WORK TO DO: Render the items below, from the line with "For every instance of the snow on fence" to the line with "(1257, 327)", as a Markdown table with the columns Row and Line. Give each line its row number and leave out blank lines.

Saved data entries
»»

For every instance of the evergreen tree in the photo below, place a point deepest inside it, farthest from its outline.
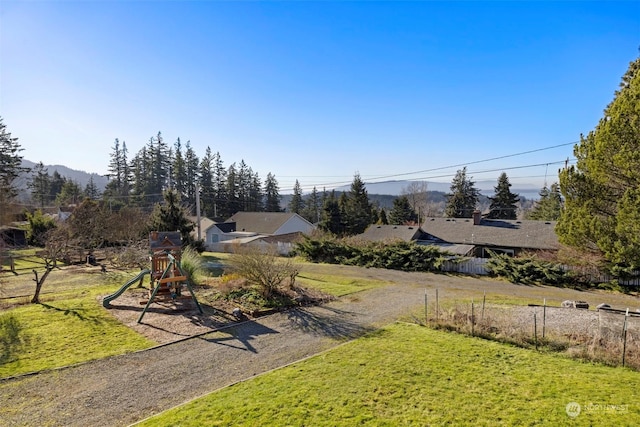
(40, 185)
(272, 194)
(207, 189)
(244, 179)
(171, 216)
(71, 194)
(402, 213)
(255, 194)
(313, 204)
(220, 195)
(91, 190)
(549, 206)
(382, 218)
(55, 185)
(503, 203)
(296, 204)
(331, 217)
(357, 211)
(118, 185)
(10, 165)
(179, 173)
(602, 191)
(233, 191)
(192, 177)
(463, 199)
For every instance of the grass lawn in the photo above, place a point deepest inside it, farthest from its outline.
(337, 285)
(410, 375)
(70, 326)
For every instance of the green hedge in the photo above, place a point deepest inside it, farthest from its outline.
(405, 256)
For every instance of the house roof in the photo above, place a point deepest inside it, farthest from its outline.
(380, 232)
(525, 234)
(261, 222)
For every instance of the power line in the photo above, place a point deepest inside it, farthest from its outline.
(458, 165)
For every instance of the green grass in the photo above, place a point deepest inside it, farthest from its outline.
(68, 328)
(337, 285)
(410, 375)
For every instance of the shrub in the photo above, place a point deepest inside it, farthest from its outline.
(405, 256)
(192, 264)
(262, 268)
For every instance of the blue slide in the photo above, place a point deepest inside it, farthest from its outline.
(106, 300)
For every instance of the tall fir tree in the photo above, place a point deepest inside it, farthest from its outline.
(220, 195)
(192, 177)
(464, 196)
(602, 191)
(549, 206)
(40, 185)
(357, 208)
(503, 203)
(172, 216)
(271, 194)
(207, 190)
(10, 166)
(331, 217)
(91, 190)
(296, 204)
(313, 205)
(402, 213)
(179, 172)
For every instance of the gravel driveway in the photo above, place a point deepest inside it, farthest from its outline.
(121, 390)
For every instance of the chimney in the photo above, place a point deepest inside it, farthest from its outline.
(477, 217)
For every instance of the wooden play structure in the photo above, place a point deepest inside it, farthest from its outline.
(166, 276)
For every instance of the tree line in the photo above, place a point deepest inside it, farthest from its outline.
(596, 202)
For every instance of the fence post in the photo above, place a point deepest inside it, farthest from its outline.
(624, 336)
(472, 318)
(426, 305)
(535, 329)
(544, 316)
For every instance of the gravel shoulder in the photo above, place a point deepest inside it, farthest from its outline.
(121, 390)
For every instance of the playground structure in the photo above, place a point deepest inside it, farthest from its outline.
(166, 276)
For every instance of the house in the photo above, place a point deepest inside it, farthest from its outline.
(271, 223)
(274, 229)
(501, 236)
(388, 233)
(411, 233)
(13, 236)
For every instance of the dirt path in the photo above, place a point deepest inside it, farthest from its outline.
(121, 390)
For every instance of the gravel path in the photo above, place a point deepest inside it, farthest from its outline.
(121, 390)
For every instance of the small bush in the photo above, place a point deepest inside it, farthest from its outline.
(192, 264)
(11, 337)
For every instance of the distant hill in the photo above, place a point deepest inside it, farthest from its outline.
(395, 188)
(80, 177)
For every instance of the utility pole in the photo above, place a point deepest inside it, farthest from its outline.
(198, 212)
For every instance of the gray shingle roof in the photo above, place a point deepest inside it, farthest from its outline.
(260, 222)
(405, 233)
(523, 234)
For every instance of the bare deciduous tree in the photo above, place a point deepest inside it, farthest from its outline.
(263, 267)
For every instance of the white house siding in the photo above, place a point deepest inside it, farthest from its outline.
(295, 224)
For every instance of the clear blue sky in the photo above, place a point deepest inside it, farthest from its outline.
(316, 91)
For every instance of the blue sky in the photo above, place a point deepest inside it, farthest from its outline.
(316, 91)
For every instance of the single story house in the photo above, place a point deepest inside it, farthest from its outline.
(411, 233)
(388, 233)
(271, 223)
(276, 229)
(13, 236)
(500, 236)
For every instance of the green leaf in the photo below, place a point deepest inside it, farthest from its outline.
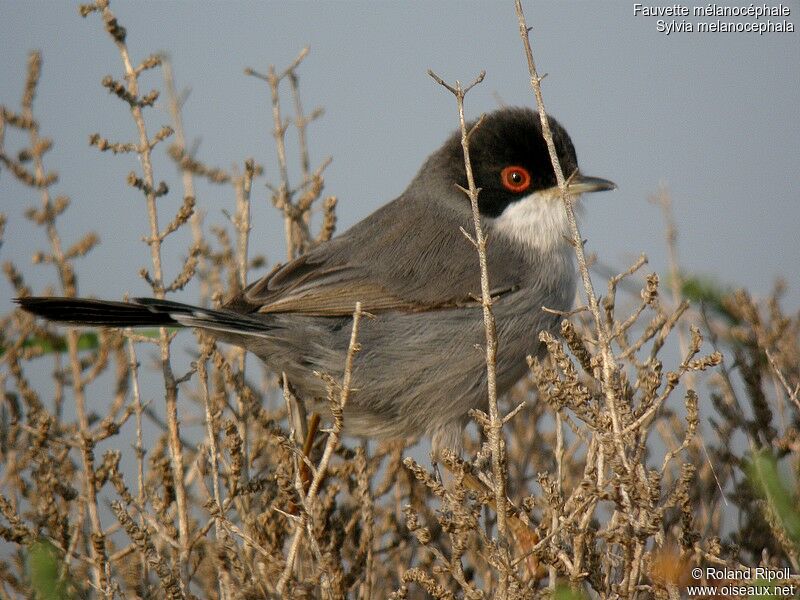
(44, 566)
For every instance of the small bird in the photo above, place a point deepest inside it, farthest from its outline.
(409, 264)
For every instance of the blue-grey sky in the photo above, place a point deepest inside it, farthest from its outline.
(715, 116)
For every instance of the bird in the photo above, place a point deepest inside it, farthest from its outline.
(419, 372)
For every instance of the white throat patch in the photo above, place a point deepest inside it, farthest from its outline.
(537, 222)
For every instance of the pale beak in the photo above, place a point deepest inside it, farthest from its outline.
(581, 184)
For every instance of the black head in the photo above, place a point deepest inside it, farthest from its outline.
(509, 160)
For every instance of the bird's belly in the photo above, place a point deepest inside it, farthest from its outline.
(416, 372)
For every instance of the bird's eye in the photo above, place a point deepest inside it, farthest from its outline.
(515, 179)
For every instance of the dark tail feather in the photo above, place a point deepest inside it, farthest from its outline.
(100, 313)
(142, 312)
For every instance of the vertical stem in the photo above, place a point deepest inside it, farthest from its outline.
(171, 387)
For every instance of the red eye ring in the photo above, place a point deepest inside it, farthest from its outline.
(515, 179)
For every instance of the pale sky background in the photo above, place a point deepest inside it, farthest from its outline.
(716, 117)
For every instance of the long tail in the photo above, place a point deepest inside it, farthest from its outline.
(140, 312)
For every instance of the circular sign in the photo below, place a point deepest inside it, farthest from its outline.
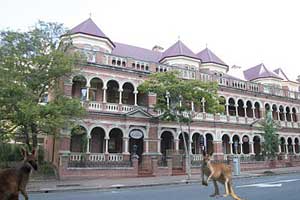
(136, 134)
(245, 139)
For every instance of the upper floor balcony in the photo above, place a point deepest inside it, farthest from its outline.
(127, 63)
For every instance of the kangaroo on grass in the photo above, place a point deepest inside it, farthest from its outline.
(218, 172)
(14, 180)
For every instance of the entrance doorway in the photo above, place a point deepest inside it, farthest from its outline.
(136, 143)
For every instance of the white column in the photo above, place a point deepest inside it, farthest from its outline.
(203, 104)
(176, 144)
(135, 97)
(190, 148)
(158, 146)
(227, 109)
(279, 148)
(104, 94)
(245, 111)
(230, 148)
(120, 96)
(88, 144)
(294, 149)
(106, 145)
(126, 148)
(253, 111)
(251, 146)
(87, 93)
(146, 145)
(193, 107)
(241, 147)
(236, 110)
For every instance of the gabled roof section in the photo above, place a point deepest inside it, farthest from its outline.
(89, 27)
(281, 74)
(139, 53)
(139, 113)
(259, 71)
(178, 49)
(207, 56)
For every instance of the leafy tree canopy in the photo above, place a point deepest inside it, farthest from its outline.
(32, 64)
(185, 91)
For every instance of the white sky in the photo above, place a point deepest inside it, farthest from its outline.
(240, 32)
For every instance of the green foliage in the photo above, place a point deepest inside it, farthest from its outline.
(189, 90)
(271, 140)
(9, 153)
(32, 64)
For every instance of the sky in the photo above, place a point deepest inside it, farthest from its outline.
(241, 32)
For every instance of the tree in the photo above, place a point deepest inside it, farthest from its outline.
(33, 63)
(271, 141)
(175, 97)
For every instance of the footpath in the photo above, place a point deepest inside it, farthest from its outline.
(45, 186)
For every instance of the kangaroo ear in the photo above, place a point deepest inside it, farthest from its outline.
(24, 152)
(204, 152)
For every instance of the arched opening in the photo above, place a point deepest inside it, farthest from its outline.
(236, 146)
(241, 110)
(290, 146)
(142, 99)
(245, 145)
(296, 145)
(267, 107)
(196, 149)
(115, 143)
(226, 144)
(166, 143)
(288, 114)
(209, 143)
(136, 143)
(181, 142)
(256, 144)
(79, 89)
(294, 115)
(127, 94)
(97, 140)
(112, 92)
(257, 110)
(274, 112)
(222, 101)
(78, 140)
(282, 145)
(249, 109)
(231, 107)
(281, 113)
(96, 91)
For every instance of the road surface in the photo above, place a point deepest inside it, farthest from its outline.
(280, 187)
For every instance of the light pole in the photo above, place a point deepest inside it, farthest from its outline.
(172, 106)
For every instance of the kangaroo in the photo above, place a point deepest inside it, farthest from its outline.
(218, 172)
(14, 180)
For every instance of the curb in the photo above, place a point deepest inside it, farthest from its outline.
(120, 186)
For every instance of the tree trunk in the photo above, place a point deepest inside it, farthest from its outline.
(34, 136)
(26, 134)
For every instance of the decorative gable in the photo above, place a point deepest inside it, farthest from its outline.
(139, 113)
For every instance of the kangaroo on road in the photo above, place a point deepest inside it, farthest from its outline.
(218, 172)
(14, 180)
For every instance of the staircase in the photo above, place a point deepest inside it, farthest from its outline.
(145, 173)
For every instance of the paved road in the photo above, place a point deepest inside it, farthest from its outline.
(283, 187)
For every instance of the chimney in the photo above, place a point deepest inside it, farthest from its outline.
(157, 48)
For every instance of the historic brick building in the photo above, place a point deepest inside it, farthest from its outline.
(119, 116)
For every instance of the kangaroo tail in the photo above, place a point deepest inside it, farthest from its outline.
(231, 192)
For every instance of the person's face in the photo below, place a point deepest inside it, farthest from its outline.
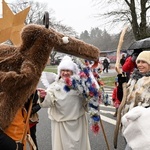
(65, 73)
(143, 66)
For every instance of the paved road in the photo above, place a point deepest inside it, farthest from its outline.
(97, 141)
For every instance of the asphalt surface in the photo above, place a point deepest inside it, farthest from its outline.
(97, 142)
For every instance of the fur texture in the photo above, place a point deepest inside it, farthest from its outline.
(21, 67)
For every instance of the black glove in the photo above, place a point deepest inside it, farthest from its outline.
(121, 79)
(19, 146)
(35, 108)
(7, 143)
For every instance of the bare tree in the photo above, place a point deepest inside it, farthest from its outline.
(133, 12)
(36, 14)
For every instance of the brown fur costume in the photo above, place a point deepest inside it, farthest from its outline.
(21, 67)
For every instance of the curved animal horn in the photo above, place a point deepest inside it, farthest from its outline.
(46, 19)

««
»»

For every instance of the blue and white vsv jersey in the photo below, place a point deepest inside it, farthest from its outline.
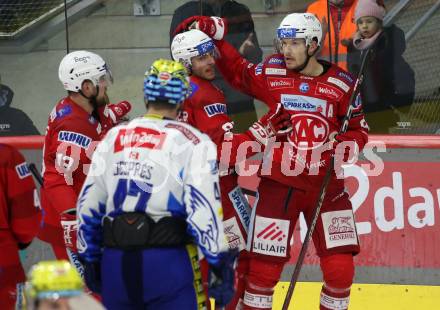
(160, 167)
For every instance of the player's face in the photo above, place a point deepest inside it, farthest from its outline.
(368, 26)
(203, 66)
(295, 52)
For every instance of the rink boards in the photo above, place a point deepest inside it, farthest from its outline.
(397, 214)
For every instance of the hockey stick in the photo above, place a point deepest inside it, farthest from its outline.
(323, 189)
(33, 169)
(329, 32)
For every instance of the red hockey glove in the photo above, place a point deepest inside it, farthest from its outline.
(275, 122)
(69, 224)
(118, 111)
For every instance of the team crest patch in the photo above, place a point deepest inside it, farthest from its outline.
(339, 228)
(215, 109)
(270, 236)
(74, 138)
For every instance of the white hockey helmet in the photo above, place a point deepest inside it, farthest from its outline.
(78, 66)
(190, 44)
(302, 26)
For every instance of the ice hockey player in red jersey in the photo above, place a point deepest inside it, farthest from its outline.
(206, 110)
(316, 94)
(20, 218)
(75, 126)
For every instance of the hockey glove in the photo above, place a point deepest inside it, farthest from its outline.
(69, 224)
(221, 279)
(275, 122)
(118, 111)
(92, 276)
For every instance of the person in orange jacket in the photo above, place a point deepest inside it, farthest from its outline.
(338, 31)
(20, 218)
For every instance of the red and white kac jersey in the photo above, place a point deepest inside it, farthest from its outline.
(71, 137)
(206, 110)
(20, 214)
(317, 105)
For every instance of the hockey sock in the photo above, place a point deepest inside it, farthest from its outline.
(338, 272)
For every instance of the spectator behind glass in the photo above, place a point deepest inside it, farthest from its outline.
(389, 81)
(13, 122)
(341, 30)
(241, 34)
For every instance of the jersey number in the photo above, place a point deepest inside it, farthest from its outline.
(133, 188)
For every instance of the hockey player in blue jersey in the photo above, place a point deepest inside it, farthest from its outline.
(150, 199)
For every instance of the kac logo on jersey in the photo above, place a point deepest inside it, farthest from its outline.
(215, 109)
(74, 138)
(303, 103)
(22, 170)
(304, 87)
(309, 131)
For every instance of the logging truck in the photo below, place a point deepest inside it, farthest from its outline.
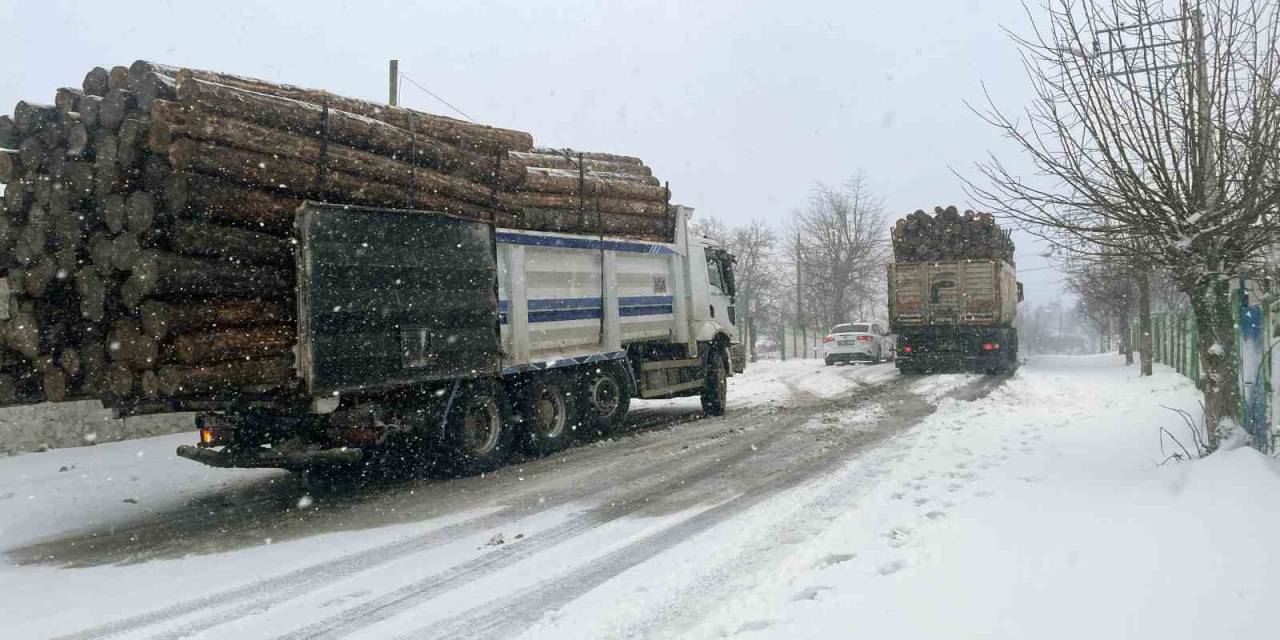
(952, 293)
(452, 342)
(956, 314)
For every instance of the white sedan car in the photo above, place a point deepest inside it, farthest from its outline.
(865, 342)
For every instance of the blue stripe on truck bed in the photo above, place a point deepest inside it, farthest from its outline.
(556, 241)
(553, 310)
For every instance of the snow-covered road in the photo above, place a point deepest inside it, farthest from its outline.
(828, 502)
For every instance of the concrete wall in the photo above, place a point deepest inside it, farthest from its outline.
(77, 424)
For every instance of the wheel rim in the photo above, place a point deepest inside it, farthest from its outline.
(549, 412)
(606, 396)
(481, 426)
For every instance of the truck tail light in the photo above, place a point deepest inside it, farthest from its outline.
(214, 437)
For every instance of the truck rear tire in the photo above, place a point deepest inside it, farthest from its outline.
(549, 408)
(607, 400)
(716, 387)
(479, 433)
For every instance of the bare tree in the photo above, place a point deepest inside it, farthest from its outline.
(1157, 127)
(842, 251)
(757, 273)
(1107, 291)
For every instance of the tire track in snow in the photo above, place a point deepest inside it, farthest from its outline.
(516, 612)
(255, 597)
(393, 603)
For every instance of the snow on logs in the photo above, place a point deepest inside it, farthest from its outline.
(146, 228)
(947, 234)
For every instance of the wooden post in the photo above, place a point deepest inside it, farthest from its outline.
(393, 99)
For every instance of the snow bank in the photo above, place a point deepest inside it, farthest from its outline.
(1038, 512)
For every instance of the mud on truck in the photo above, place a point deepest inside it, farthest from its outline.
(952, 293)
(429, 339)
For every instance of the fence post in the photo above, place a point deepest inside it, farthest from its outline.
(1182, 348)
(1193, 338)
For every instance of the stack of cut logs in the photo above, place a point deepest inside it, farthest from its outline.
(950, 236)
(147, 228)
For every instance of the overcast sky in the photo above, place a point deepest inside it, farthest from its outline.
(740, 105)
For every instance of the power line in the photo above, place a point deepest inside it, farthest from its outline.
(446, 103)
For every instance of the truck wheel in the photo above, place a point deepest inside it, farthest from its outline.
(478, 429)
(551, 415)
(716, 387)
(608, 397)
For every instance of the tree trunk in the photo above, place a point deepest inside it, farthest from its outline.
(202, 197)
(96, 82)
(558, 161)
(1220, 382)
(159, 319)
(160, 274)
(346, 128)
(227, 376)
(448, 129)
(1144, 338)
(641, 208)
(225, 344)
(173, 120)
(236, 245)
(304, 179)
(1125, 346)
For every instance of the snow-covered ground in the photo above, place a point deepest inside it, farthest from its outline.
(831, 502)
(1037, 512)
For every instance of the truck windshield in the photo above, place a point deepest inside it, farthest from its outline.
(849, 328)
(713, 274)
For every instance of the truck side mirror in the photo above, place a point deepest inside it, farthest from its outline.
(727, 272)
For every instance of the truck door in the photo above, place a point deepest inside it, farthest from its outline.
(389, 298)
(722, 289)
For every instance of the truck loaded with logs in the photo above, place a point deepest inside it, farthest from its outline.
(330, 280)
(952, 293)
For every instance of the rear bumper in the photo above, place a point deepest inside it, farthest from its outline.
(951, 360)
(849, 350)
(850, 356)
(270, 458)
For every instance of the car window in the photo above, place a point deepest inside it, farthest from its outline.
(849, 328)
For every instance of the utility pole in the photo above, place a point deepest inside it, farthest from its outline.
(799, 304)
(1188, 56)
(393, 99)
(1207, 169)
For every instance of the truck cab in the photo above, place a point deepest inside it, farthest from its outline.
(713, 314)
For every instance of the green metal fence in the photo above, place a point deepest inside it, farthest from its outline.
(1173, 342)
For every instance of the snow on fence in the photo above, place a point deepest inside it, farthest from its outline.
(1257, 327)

««
»»

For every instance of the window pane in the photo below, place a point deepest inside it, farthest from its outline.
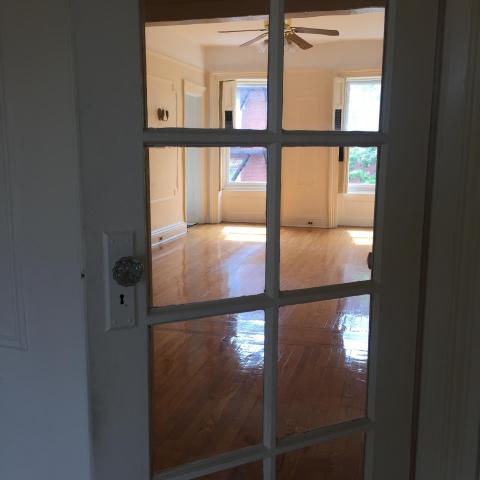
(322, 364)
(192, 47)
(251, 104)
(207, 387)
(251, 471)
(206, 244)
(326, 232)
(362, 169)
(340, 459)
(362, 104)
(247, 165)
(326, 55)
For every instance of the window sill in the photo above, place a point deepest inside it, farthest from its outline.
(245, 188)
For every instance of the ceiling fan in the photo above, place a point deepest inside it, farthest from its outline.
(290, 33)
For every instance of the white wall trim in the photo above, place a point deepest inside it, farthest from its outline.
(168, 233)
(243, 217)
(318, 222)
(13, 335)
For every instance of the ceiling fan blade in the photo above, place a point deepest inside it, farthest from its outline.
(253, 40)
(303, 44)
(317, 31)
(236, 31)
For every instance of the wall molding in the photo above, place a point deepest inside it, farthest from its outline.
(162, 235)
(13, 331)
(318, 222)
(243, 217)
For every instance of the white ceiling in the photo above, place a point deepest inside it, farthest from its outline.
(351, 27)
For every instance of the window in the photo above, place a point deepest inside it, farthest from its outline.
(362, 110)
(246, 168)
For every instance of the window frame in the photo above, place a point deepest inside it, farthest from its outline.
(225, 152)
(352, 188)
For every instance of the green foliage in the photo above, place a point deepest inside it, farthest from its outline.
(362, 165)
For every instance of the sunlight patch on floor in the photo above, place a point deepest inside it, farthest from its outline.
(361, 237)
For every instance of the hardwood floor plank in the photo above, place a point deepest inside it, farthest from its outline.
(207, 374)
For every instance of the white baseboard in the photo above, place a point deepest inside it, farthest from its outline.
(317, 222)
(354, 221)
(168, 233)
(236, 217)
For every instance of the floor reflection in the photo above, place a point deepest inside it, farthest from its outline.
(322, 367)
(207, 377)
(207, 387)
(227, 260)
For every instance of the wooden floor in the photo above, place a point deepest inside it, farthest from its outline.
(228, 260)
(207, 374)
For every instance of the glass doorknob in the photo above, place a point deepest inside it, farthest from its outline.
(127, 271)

««

COMPLETED EXERCISE:
| Row | Line |
|---|---|
| 1 | For every instance of the snow on fence in the photo above, place a point deepest inside it, farthest from its outline. |
| 2 | (1257, 327) |